Sitting outside as the sun began to dip below the horizon, thoughts were swirling around in my head. It had been a challenging day.
I woke up at 1:00 a.m. as the cpap machine blasted cool air in my face. Quickly pulling off the mask, I got up to check the machine. It still had plenty of water in the reservoir. I wondered why the sudden blast of air. Had I quit breathing? I made a mental note to check later in the day.
After taking a restroom break, I crawled back into bed, reaffixed the cpap mask and drifted back to sleep. I slept until a little after 4:00 a.m. and was jolted awake from an odd dream. I lay back down and tried to get back to sleep. Finally, after about half an hour of restlessness, I got up and grabbed my headphones. I pulled up a YouTube video by one of my favorite ministries and listened until I dozed off. I slept until just before 7:00 a.m. and was able to silence my alarm before it went off.
I was having an upper endoscopy at 9:30 a.m. This would be the third one I'd had done in the past year and a half. I wasn't looking forward to it.
My husband had taken the day off. Since I'd be under anesthesia for a little while, they didn't want me to drive. I was glad he was with me. He's such a calming presence.
When we reached the hospital, the parking lot was full. I was surprised to see that so many people were already there and wondered if they were visiting patients or if they were patients themselves.

- Source data -

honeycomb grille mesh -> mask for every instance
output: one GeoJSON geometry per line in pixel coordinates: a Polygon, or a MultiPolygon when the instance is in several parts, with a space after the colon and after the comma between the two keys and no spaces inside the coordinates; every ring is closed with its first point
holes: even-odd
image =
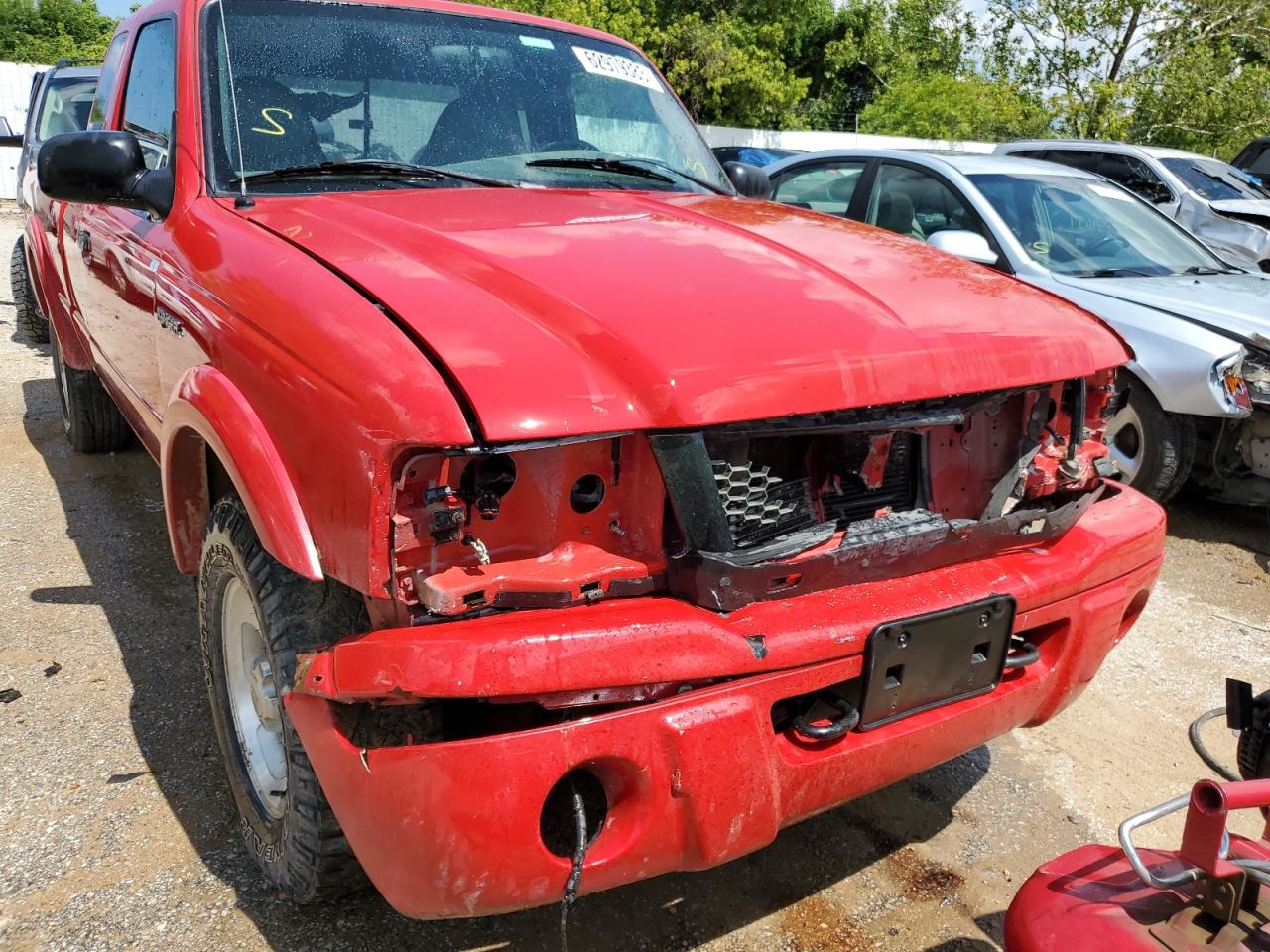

- Problem to solve -
Please carry the account of the endoscopy day forward from its last sentence.

- Answer space -
The nurses on the gastroenterology floor were extremely nice. I was thankful they were attentive and kind.
Soon it was time for the needle stick, the part I always dread. It's so hard for nurses to find a vein in the back of my hand. Those veins are very tiny. Although she tried twice, she finally had to move a little higher up on my arm using a vein scanner to find one big enough for the I.V.
I was wheeled down the hall into the procedure room and met another nurse, the anesthesiologist and the doctor. I was unusually calm and knew it must be from all the friends that were praying for me.
The nurse helped me get turned over onto my left side and placed a device in my mouth that would keep it open for the procedure. Then the anesthesiologist placed oxygen over my nose and mouth as she injected a white liquid into the I.V. She told me to take a couple of deep breaths and I don't even know if I made it to the second one before I was out. The next thing I knew, I was waking up in the recovery room.
A nurse sat at the foot of the bed monitoring my vital signs. She saw I was waking and asked how I was feeling. When I tried to speak, my throat was so sore I could barely croak out any words.
I don't know how long I lay there before the doctor came in but when he did, I made a point of listening hard so I could remember what he was about to say. I was still feeling groggy and didn't want to miss anything.
He told me he'd done several biopsies and he should have the results back in a week or so. He told me not to worry and to call his office with any questions. Then he left and the nurse began to remove the I.V. and told me I could get ready to go home.
An orderly came to wheel me downstairs to the car. On the way down, I asked her how many patients they would see that day. She said the average was seventy. I was surprised.seventy endoscopies or colonoscopies a day seemed like a lot for an 8 hour period.
I hadn't had anything solid to eat for almost 3 days and I was famished. My sweet hubby had promised to get my favorite, Chinese food, on the way home.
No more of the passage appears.